This is a lot to learn, but don’t feel overwhelmed. Start with a minimal subset of useful features (e.g. just an R/ directory!) and build up over time. To paraphrase the Zen monk Shunryu Suzuki: “Each package is perfect the way it is — and it can use a little improvement”.

1.3 Prepare your system

To get started, make sure you have the latest version of R (at least 3.6.0, which is the version being used to render this book), then run the following code to get the packages you’ll need:

install.packages(c("devtools", "roxygen2", "testthat", "knitr"))

Make sure you have a recent version of the RStudio integrated development environment (IDE). In fact, consider using the preview version and updating regularly. Compared to the official released version, the preview gives you access to the latest and greatest features and only slightly increases your chances of finding a bug. It is distinct from the more volatile daily build.

1.4 devtools, usethis, and you

“I am large, I contain multitudes.”

— Walt Whitman, Song of Myself

After 7 years of development, devtools had grown into a rather unwieldy package, making maintenance difficult. Version 2.0.0, released in late 2018, marked the conscious uncoupling of devtools, with most functionality moving into seven smaller packages. Through various means, devtools continues to expose all its usual functionality, although it is mostly maintained elsewhere. For example, devtools might provide a wrapper function in order to set user-friendly defaults, introduce helpful interactive behaviour, or to combine functionality from multiple sub-packages.

What’s our recommended approach to devtools and its constituent packages? It varies, depending on whether you’re working in useR or developeR mode:

  • For interactive use, useRs should attach devtools and think of it as the provider of your favorite functions for package development.
  • For programmatic use, such as inside another package, developeRs should NOT depend on devtools, but should instead access functions via the package that is their primary home.
    • devtools should rarely appear in the role of foo in a qualified call of the form foo::fcn(). Instead, foo should be the package where fcn() is defined.
    • An exception to this is that we continue to feature devtools::install_github() as the way to install the development version of a package in its README, even though install_github() actually lives in the remotes package. That’s because this piece of advice pertains to interactive use, where we prefer to emphasize devtools.
  • Try to report bugs on the package that is a function’s primary home.

Example of how to simulate installing and loading a package, during interactive development:

library(devtools)
load_all()

If that same functionality is used inside an R package, this is the preferred call:

pkgload::load_all()

The usethis package is the one constituent package that more people may be aware of and that they may use directly. It now holds the functions that act on the files and folders in an R project, most especially for any project that is also an R package. All functions in usethis are made available by devtools. So, once you attach devtools, you can use any function in usethis without qualification, i.e. just call use_testthat(). If you choose to specify the namespace, such as when working in a more programmatic style, then access usethis functions directly: do usethis::use_testthat() instead of devtools::use_testthat().

1.4.1 Personal startup configuration

You can attach devtools like so:

library(devtools)

But it soon grows aggravating to repeatedly attach devtools in every R session. Therefore, we strongly recommend attaching devtools in your .Rprofile startup file, like so:

if (interactive()) {
  suppressMessages(require(devtools))

> _TASK_
Please copy the devtools passage, starting at the words "Example of how" and stopping after "pkgload::load_all()", and substitute "recommended call" for "preferred call".

> _DATA PROVIDED_
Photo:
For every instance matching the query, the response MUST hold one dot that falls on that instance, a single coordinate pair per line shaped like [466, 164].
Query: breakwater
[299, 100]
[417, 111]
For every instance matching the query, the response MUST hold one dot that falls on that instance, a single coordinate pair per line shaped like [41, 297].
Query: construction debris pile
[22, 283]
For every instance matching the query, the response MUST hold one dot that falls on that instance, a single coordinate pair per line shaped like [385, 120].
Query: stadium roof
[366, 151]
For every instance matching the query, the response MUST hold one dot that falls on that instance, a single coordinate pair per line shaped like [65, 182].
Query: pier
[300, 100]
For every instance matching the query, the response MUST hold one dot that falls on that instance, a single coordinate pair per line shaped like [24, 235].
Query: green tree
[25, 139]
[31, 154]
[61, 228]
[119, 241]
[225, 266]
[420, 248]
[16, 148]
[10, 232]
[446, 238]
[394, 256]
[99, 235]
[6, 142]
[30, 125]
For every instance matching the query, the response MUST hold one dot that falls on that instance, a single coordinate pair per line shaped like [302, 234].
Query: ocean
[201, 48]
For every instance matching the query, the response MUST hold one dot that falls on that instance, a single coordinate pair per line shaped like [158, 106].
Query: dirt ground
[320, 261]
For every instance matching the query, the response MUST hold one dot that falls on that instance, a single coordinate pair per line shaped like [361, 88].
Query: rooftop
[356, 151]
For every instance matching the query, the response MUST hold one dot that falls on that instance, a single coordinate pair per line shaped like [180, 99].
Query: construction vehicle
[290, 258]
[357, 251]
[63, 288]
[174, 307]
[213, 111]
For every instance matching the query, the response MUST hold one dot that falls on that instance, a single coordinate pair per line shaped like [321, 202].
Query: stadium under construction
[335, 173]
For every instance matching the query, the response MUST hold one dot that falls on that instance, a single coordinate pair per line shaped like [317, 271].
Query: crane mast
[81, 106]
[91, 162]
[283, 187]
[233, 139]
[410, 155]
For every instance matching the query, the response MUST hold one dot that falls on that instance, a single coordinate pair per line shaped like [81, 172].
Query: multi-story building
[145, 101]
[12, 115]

> _RESULT_
Example of how to simulate installing and loading a package, during interactive development:

library(devtools)
load_all()

If that same functionality is used inside an R package, this is the recommended call:

pkgload::load_all()